QUOTED PASSAGE:
Freaks of Genius: Unknown Thrillers of Louisa May Alcott

Freaks of Genius: Unknown Thrillers of Louisa May Alcott

Freaks of Genius: Unknown Thrillers of Louisa May Alcott

Freaks of Genius: Unknown Thrillers of Louisa May Alcott

Synopsis

Six recently discovered works of Louisa May Alcott are reprinted in this volume for the first time since their initial publication. Originally written for storypapers in the 1860s, the works are all sensational thrillers that address such themes as the blight of inherited insanity, the power struggle between man and man, the sexual power struggle between man and woman, a Faustian/Mephistophelian pact, the passions of actors and actresses, and feminist triumphs and failures. These tales of violence, murder, and evil will appeal as much to the general reader as to the Alcott scholar.

DATA:
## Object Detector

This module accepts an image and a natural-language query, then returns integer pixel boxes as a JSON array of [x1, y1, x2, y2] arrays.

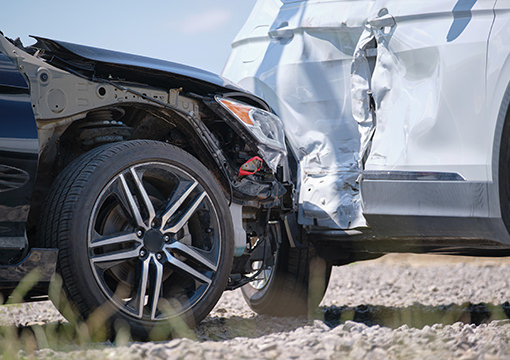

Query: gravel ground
[[0, 254, 510, 360]]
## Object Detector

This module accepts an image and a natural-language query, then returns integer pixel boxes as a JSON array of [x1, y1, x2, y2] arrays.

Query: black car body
[[0, 36, 292, 336]]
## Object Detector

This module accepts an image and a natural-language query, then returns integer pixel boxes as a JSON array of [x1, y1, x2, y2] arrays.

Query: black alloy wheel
[[39, 141, 233, 338]]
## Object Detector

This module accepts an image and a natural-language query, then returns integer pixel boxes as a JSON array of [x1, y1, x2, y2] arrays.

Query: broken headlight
[[216, 96, 286, 152]]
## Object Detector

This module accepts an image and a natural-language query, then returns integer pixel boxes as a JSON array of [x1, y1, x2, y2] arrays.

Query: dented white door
[[224, 0, 500, 229], [223, 0, 373, 229], [353, 0, 495, 181]]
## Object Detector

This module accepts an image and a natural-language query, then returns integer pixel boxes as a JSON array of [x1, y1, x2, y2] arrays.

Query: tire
[[241, 224, 331, 316], [39, 140, 234, 339]]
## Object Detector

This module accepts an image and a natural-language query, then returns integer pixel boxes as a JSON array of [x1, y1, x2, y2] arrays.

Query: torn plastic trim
[[214, 96, 287, 172]]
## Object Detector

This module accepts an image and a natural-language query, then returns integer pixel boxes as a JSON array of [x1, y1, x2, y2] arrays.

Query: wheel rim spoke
[[119, 174, 145, 230], [163, 192, 207, 234], [90, 244, 142, 263], [165, 242, 217, 271], [89, 233, 141, 249], [149, 261, 163, 320], [164, 250, 211, 284], [132, 257, 150, 318], [130, 168, 156, 226], [161, 181, 198, 230]]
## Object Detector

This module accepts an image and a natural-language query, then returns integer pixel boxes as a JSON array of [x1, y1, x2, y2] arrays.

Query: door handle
[[368, 14, 396, 29], [268, 23, 294, 40]]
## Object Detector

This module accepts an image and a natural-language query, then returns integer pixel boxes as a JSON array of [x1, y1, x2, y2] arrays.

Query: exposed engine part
[[79, 108, 133, 148]]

PROMPT 1: Print everything in the Alcott thrillers synopsis from "Six recently discovered" down to "the Alcott scholar.", word for word.
PROMPT 2: Output everything in the listing from its very start down to the line containing "[[0, 254, 510, 360]]", both ends included, exactly as it appears, leaving out the picture.

CORRECT RESULT 1:
Six recently discovered works of Louisa May Alcott are reprinted in this volume for the first time since their initial publication. Originally written for storypapers in the 1860s, the works are all sensational thrillers that address such themes as the blight of inherited insanity, the power struggle between man and man, the sexual power struggle between man and woman, a Faustian/Mephistophelian pact, the passions of actors and actresses, and feminist triumphs and failures. These tales of violence, murder, and evil will appeal as much to the general reader as to the Alcott scholar.

CORRECT RESULT 2:
## Object Detector

This module accepts an image and a natural-language query, then returns integer pixel boxes as a JSON array of [x1, y1, x2, y2] arrays.


Query: gravel ground
[[0, 254, 510, 360]]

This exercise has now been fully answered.